◆ **REQUIRED TASK**:
Turn the lines of data between the one containing "Please provide the mask of every instance of the tree trunk." and the one containing "[[0,232],[3,232],[5,206],[5,161],[2,140],[0,137]]", inclusive, into a numbered list, leaving out any blank lines.

◆ **DATA ROWS**:
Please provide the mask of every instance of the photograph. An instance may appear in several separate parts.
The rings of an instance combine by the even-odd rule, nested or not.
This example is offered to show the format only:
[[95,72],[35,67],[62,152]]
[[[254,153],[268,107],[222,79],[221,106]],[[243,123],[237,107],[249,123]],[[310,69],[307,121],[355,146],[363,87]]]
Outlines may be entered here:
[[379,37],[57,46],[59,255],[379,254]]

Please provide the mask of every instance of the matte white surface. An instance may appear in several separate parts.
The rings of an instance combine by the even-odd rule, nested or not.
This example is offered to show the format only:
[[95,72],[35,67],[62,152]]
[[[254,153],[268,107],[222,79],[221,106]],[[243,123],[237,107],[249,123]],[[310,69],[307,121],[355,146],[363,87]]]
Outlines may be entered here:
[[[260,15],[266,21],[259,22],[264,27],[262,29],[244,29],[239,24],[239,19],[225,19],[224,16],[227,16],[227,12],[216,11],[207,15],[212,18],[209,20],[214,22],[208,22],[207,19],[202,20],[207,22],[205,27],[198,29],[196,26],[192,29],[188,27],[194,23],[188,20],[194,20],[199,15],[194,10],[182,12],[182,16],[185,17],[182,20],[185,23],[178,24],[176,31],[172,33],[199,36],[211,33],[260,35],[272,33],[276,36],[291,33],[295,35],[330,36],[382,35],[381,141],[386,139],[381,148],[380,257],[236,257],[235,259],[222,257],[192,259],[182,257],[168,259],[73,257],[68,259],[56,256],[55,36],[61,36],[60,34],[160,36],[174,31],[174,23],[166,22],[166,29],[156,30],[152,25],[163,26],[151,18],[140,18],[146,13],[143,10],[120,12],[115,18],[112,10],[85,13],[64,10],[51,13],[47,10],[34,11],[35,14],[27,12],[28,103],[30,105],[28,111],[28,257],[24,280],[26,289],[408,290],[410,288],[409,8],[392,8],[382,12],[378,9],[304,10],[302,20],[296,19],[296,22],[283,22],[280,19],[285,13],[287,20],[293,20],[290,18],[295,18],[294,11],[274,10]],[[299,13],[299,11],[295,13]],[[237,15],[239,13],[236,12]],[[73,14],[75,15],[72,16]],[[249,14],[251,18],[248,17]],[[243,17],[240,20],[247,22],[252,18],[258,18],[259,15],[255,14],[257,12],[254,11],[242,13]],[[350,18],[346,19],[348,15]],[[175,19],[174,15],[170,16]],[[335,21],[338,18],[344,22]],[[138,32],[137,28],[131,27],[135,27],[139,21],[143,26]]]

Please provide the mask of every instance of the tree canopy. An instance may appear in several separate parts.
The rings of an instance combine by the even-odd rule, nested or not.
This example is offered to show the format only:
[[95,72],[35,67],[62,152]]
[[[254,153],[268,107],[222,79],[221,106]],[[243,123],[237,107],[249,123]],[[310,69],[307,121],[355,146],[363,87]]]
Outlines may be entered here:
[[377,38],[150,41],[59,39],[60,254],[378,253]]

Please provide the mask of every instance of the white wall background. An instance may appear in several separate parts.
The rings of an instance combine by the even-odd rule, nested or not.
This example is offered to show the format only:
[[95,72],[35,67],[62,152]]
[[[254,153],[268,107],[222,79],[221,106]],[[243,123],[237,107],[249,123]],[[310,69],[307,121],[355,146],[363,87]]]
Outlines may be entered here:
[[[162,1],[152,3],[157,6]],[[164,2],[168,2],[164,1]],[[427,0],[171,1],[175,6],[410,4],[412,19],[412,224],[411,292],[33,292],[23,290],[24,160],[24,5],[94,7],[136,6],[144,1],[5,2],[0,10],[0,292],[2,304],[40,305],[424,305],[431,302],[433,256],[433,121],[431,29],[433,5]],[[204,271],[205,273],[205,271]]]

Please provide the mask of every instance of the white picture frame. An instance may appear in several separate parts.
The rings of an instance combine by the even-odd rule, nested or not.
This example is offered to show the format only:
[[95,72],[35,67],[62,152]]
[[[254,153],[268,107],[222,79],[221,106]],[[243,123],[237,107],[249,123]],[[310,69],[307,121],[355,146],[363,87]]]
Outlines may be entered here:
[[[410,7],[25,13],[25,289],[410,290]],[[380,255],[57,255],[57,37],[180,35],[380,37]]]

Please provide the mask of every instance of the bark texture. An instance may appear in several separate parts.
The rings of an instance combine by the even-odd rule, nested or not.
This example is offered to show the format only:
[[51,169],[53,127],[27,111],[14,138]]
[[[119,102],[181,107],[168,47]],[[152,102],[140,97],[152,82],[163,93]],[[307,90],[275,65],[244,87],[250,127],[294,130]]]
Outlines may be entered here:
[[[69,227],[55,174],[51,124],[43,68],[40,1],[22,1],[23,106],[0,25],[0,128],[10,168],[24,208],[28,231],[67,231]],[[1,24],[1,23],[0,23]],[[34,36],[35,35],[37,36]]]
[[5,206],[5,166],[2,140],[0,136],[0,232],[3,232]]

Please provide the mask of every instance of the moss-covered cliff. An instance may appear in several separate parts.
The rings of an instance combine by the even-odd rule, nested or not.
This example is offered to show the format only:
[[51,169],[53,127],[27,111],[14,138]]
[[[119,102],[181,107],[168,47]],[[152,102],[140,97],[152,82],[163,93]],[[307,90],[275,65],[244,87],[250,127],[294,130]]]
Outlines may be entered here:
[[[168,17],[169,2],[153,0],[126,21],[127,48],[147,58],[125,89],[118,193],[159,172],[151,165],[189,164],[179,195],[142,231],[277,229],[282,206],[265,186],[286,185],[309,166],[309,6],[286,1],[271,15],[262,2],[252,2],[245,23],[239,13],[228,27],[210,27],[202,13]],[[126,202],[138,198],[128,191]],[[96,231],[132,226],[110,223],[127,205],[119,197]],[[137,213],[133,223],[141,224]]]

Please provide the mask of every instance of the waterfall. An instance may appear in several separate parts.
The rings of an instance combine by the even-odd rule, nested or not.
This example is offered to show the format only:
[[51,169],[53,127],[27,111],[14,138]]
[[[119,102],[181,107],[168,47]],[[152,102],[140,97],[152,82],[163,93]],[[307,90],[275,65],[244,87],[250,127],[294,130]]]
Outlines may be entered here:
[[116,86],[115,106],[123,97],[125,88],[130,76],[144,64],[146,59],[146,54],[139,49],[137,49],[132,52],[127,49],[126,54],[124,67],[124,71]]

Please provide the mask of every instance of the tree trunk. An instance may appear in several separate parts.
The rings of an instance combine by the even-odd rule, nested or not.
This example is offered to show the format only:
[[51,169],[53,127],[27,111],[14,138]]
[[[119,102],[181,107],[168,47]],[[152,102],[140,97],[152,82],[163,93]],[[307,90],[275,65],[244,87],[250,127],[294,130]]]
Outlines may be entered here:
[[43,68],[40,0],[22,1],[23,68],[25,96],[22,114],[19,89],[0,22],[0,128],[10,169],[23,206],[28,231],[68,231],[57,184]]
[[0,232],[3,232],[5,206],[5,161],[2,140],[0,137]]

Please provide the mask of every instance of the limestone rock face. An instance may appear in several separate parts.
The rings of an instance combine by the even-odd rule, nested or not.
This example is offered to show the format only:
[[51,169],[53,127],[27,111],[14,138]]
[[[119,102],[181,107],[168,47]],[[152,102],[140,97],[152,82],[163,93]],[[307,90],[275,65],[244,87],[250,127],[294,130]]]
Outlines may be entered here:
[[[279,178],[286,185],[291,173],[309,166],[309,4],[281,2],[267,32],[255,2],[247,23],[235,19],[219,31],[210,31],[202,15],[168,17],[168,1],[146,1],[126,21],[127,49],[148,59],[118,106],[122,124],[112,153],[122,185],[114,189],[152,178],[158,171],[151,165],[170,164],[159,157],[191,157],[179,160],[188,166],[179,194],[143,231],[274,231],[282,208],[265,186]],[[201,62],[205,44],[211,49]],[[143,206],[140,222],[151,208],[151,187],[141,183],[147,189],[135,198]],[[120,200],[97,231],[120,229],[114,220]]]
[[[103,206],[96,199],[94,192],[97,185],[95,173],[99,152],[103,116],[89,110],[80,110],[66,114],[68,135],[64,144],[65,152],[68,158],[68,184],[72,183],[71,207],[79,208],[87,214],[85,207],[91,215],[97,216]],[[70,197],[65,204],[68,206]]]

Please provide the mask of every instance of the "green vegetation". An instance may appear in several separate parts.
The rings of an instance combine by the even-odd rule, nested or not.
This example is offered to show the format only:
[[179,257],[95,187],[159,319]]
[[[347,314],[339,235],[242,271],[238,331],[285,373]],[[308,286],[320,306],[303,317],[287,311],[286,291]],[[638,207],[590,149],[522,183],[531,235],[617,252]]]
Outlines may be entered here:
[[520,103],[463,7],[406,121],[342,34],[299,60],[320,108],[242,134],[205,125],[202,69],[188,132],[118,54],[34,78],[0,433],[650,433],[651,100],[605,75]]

◆ **WRITTEN SOLUTION**:
1. Please provide the mask of every instance of the tree trunk. An instance may appear in several separate parts.
2. The rings of an instance combine by the even-odd rule, nested or not.
3. This example is offered to show the format only:
4. [[51,169],[53,127],[27,111],[14,138]]
5. [[[119,102],[181,107],[168,47]],[[152,102],[140,97],[152,82],[163,93]],[[307,90],[275,65],[244,87],[250,127],[294,130]]]
6. Outlines may be entered here:
7. [[43,68],[40,0],[22,1],[23,68],[25,96],[22,114],[19,89],[0,22],[0,128],[10,169],[23,206],[28,231],[68,231],[57,184]]
8. [[0,232],[3,232],[5,206],[5,161],[2,140],[0,137]]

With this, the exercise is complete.